**Task goal**.
Type out the records that follow, exactly as given.
─── Data to process ───
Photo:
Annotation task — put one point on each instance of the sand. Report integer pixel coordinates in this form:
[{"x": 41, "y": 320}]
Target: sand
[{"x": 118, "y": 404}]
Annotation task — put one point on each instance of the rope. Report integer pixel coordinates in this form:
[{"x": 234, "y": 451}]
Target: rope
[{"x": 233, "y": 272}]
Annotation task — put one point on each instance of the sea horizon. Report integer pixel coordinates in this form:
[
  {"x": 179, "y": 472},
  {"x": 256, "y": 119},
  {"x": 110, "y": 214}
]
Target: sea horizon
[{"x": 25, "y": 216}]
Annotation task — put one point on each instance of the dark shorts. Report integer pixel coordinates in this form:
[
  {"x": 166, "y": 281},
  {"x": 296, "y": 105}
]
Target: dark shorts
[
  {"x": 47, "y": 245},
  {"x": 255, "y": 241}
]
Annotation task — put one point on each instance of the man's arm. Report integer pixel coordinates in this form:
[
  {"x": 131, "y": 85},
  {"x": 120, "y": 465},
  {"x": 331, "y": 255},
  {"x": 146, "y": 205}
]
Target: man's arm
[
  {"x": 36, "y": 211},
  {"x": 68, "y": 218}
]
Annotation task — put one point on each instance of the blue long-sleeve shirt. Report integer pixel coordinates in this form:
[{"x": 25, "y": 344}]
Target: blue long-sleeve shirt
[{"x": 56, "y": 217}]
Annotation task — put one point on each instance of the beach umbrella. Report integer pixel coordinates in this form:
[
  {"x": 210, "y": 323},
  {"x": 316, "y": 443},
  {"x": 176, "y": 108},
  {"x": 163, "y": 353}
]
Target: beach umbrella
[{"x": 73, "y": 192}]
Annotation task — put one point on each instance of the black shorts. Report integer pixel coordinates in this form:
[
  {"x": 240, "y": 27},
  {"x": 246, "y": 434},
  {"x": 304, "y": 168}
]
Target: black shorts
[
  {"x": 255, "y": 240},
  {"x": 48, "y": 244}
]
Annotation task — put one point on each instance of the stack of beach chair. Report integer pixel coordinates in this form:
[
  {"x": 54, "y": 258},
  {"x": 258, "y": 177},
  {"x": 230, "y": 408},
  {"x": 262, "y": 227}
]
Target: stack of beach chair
───
**Answer to this task**.
Photo:
Annotation task — put one point on each instance of the sand. Report integer pixel coordinates in this form:
[{"x": 41, "y": 320}]
Target: sand
[{"x": 118, "y": 404}]
Annotation task — put one point on each instance of the rope. Report integer pixel coordinates in this form:
[{"x": 234, "y": 451}]
Target: rope
[{"x": 233, "y": 272}]
Annotation task — put one point on each instance of the sea horizon. Report integer pixel coordinates in this form:
[
  {"x": 179, "y": 472},
  {"x": 256, "y": 119},
  {"x": 110, "y": 214}
]
Target: sea horizon
[{"x": 25, "y": 216}]
Annotation task — put one point on each instance of the dark shorts. Report integer pixel coordinates in this form:
[
  {"x": 166, "y": 281},
  {"x": 296, "y": 105}
]
Target: dark shorts
[
  {"x": 47, "y": 245},
  {"x": 255, "y": 241}
]
Annotation task — put one point on each instance of the man's arm. Report integer pixel coordinates in this form:
[
  {"x": 131, "y": 85},
  {"x": 120, "y": 465},
  {"x": 331, "y": 255},
  {"x": 146, "y": 205}
]
Target: man's arm
[
  {"x": 36, "y": 211},
  {"x": 68, "y": 218}
]
Annotation task — put one point on each instance of the blue long-sleeve shirt. Report integer pixel coordinates in this form:
[{"x": 25, "y": 344}]
Target: blue long-sleeve shirt
[{"x": 56, "y": 217}]
Annotation task — put one point on each instance of the beach umbrella. Report integer pixel coordinates in this form:
[
  {"x": 210, "y": 323},
  {"x": 316, "y": 443},
  {"x": 176, "y": 108},
  {"x": 163, "y": 353}
]
Target: beach umbrella
[{"x": 73, "y": 192}]
Annotation task — put one point on each instance of the black shorts. Report integer pixel coordinates in this form:
[
  {"x": 240, "y": 27},
  {"x": 246, "y": 434},
  {"x": 304, "y": 168}
]
Target: black shorts
[
  {"x": 255, "y": 240},
  {"x": 48, "y": 244}
]
Annotation task — put one point on each instance of the stack of beach chair. Report integer pixel coordinates in this form:
[
  {"x": 54, "y": 258},
  {"x": 258, "y": 177},
  {"x": 230, "y": 408},
  {"x": 262, "y": 227}
]
Target: stack of beach chair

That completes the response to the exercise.